GOAL:
Filter the records below and copy every line that contains the word "fireplace".

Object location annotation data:
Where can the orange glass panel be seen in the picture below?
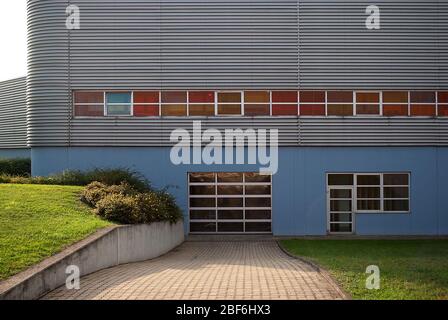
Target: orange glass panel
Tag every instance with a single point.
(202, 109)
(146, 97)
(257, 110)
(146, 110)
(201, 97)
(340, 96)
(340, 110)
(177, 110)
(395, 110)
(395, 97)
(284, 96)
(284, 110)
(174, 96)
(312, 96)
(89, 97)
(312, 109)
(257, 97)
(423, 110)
...
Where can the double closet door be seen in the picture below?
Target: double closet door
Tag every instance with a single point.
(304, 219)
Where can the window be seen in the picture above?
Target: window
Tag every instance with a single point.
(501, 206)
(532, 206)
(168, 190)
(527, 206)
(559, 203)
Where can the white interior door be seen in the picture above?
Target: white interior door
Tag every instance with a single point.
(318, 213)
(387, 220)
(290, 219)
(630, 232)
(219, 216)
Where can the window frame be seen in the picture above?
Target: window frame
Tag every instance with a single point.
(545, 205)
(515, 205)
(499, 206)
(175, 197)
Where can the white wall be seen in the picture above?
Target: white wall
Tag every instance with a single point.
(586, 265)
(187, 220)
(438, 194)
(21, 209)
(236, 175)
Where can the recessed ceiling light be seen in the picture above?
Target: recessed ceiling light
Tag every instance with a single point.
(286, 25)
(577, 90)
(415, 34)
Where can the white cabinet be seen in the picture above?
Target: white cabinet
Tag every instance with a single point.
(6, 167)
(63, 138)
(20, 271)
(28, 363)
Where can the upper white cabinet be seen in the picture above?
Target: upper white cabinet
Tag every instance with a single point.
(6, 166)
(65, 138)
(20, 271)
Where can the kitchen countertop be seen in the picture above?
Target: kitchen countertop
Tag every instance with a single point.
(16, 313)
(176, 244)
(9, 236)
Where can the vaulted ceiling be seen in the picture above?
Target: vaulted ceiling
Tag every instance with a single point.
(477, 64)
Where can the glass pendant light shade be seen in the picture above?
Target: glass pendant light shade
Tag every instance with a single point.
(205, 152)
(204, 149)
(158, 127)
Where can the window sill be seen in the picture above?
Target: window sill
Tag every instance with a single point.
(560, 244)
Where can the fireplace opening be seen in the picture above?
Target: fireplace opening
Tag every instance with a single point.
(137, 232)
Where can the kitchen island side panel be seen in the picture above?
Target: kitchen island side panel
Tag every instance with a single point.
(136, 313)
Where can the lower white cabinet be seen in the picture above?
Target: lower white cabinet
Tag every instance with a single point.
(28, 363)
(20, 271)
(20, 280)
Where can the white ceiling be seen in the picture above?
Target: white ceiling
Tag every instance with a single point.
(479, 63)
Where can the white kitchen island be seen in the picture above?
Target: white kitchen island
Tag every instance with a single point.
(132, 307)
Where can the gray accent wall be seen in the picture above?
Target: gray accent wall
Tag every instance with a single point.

TASK SOLUTION:
Where can the fireplace opening be seen in the picture above?
Target: fireplace opening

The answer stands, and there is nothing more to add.